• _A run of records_
— START —

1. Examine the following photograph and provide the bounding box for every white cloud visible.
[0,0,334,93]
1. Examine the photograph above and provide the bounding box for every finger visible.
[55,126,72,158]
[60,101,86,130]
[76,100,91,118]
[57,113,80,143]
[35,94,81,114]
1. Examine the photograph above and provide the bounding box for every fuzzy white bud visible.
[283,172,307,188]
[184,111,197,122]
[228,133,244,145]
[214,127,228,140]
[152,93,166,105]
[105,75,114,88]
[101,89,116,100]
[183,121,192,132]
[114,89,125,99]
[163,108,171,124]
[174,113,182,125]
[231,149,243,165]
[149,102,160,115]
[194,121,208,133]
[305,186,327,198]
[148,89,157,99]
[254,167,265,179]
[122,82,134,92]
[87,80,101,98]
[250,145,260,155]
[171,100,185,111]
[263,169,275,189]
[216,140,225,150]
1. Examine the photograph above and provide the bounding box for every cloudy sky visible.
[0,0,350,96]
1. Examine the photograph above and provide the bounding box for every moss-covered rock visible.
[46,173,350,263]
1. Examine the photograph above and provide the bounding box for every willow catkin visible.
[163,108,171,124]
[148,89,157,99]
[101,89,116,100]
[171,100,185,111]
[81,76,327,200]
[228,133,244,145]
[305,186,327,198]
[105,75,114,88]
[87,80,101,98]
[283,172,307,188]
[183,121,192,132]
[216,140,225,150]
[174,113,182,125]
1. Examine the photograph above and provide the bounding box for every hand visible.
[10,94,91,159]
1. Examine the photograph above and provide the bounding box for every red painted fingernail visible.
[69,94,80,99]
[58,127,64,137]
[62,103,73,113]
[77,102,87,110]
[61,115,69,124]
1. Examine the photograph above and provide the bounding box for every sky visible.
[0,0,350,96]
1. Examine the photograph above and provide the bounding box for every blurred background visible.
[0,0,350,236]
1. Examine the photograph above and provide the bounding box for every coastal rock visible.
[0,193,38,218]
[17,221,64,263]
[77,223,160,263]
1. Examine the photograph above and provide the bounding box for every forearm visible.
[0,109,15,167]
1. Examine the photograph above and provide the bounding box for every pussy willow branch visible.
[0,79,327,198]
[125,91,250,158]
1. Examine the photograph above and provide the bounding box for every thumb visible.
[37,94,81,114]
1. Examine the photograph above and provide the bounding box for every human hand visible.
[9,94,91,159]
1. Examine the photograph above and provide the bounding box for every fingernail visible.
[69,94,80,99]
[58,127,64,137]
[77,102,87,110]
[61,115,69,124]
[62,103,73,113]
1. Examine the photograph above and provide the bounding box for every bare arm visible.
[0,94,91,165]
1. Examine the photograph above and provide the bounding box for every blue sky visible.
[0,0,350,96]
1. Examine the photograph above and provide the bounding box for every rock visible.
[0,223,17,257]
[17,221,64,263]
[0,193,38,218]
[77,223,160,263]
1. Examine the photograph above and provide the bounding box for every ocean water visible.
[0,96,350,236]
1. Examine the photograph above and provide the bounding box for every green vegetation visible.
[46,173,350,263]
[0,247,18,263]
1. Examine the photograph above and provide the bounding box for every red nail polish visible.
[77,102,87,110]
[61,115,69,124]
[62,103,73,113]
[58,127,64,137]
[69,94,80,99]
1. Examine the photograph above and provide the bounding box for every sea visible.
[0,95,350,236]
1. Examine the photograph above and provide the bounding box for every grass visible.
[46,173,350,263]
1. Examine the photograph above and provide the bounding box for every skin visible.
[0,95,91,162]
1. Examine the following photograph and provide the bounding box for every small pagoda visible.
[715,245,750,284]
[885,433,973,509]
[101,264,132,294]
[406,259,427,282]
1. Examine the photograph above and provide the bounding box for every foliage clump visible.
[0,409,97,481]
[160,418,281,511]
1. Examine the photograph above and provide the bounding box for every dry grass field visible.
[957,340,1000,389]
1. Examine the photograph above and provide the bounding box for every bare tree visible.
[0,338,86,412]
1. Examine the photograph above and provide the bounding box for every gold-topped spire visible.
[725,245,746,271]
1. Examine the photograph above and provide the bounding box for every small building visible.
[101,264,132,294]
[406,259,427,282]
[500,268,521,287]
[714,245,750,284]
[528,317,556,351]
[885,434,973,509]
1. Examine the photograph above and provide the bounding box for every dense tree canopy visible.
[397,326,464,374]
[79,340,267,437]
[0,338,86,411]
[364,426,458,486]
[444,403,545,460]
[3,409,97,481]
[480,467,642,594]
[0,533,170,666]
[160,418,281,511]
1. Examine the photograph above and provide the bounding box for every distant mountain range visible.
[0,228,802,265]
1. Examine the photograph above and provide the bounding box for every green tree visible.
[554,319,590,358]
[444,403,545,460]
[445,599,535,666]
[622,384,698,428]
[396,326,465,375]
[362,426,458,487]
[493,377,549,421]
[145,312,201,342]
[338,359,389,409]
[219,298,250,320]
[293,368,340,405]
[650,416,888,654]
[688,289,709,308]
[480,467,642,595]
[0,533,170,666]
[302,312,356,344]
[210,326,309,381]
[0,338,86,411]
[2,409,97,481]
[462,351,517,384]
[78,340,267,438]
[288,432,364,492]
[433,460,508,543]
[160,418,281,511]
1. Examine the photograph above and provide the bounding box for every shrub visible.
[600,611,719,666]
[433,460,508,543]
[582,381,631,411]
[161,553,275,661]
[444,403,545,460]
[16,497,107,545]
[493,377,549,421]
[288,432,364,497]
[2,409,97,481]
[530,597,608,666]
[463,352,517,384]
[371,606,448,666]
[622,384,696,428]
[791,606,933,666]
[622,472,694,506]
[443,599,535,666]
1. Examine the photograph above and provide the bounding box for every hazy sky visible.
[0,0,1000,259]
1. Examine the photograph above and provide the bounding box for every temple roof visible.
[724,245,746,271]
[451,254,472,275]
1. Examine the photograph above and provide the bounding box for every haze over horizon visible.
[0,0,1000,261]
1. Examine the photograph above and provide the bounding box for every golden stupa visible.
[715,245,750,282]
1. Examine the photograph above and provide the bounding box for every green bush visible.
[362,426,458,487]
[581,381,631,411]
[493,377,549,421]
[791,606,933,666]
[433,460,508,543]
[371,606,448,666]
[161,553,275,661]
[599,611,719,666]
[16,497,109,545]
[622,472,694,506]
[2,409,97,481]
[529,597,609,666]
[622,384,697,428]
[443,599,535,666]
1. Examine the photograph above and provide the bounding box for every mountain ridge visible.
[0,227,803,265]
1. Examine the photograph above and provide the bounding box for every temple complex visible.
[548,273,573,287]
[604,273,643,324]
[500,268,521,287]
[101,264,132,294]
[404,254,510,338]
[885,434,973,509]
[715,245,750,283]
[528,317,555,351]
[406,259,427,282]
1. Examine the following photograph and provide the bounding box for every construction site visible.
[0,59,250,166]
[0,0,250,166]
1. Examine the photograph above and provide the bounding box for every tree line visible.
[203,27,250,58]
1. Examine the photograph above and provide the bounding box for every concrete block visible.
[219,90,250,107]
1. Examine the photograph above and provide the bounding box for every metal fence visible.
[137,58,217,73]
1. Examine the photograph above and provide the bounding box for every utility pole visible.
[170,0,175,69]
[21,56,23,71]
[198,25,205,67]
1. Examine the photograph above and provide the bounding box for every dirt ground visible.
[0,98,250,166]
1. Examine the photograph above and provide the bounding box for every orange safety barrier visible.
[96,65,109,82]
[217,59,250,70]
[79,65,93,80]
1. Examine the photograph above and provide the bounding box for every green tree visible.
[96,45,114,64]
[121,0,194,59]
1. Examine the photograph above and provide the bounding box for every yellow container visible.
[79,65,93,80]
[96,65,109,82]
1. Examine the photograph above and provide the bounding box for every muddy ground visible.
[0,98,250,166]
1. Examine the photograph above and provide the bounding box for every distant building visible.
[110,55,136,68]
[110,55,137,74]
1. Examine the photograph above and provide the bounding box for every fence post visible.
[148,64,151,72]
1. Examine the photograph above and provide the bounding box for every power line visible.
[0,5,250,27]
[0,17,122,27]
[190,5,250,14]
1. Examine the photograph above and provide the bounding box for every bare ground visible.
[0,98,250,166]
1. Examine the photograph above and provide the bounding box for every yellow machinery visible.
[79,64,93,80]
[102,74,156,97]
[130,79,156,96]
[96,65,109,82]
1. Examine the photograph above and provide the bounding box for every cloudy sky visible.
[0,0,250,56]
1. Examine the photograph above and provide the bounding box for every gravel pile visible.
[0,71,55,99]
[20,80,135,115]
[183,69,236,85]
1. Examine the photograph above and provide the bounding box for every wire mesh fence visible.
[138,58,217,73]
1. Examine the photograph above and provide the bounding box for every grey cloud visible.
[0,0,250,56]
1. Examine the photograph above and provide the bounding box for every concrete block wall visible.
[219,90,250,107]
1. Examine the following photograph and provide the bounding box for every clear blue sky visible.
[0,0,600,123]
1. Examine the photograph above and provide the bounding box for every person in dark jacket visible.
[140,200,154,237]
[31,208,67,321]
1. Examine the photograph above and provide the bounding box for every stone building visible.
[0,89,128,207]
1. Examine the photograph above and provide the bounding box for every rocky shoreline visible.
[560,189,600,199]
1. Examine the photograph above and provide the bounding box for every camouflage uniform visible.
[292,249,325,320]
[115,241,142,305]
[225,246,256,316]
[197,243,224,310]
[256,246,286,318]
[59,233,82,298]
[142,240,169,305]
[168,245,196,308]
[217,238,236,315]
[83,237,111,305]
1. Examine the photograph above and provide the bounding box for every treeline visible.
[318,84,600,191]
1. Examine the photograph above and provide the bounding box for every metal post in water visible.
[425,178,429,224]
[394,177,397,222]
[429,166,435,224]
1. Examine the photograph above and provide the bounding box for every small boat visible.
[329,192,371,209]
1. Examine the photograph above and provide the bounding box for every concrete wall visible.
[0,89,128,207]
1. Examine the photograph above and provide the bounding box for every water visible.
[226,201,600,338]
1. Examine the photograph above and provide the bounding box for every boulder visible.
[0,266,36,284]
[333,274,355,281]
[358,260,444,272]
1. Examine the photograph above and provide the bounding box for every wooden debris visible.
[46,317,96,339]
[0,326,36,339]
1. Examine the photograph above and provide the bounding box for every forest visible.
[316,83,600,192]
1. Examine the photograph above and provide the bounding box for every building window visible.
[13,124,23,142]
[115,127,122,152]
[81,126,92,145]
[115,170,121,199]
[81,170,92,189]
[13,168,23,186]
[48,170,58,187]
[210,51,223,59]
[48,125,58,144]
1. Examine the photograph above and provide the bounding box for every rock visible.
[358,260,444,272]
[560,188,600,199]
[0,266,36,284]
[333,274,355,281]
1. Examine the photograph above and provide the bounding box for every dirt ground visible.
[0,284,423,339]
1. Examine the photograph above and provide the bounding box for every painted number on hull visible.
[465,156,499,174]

— END —

• _Exercise objective_
Rewrite the rows from the line with "every sea visible." up to and including the line with "[0,95,91,162]", keeping each request as it stands and adding 11 to every coordinate in the bounding boxes.

• _Final result_
1. Examine the photograph above and provide the bounding box for every sea visible.
[11,106,361,247]
1. Examine the photograph above and provide the bounding box for every grass visible.
[57,184,361,274]
1. Examine the photograph above and provide the bounding box for every skin visible.
[11,106,102,173]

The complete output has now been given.